▸ 本文:
↓↓↓

プロパガンダ戦「南京事件」~世界を欺く中国のデマ宣伝

第13回 追悼・感謝 英霊顕彰・県民の集い(平成29年8月11日開催)

講師:松尾一郎先生

趣旨

講演会 https://touron.live/event/?eid=4&mode=detail

質疑応答 https://touron.live/event/?eid=4&mode=detail&movie_id=4

映画『南京』の映像が物語る中国の大ウソ

■南京事件における注目すべき一級資料

史実の解明に一級資料が重要であることは述べた。南京事件や従軍慰安婦問題ではそうした一級資料による検証が全くないままに事実の如く独り歩きする状況も指摘した。
では、南京事件をめぐって貴重な一級資料は果たして存在しないのか。
実は存在するのである。このことはもっと注目されるべき事柄だと私は考えている。
その一級史料とは平成7年に発見された映画『南京』である。
映画『南京』は、正式には『戦線後方記録映画 南京』という。南京陥落の翌日から翌年にかけて南京城内外の情景や様子をくまなく撮影した記録映画で、東宝映画文化部が制作したものだ。
映像には整然とした街の様子が明確に残っている。これだけでも中国の主張する30万人大虐殺が全くの虚構であるとわかる内容で、間違いなく第一級映像史料といって良いだろう。
この映画は昭和13年2月に公開され、現在は絶版となっているが平成7年から20年までは市販されていた。全体が約1時間程度の映像となっている。
ちなみにこの映像が初めて世に出たのは平成7年12月6日の朝日新聞に掲載された「幻の映画『南京』50年ぶり発見」という記事が切っ掛けだった。

↑↑↑

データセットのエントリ
↓↓↓

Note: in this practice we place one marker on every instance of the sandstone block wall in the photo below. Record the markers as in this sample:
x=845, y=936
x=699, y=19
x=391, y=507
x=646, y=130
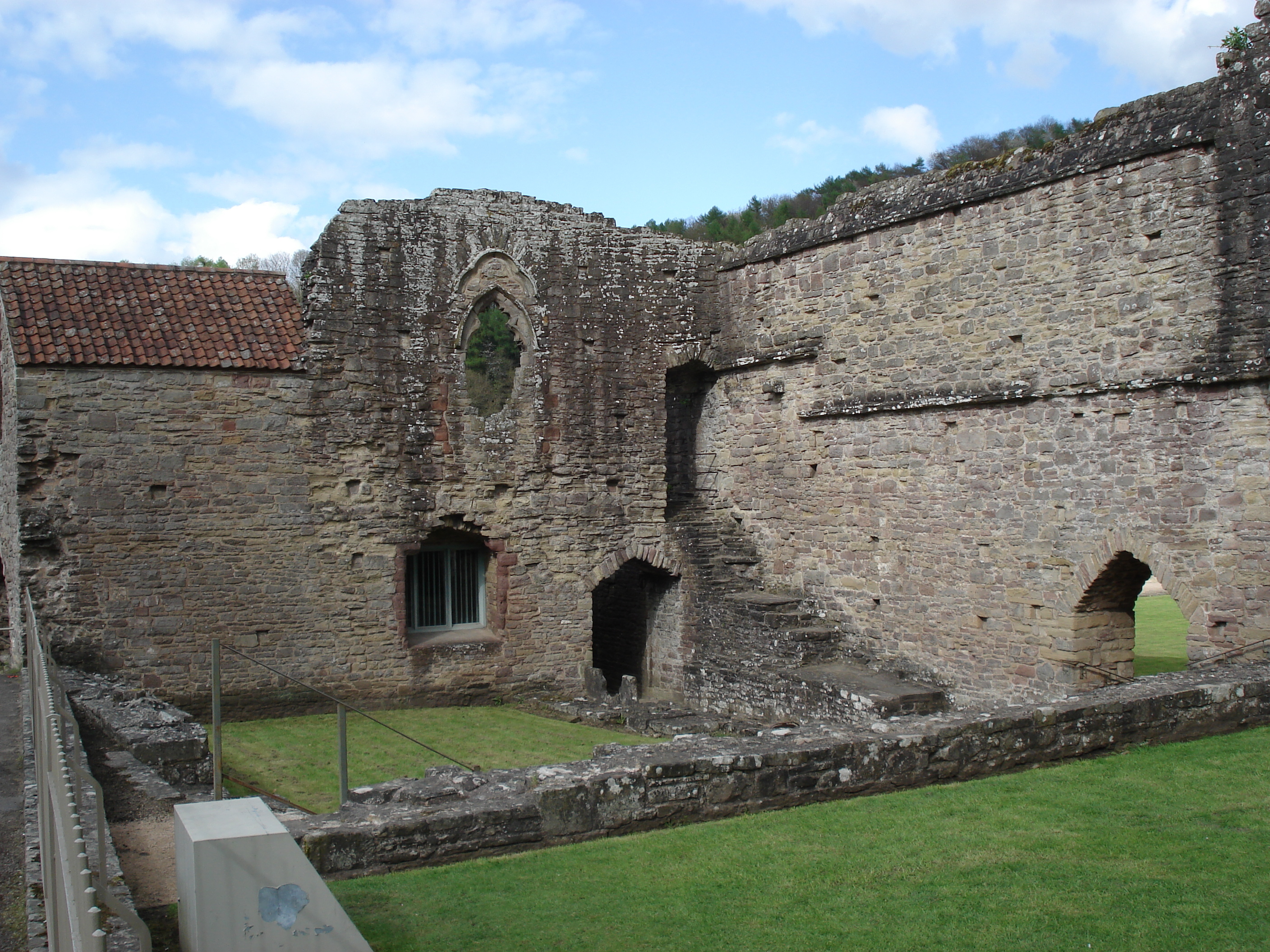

↑↑↑

▸ 短い課題 1:
本文によると、映画『南京』はいつ公開されましたか。
▸ 短い課題 2:
上のエントリの行をすべて、一字一句そのまま打ち直してください。画像は答えに含めないでください。
本文とエントリは、それぞれ別個の資料です。

▸ 結果 1:
昭和13年2月です。

▸ 結果 2:
Note: in this practice we place one marker on every instance of the sandstone block wall in the photo below. Record the markers as in this sample:
x=845, y=936
x=699, y=19
x=391, y=507
x=646, y=130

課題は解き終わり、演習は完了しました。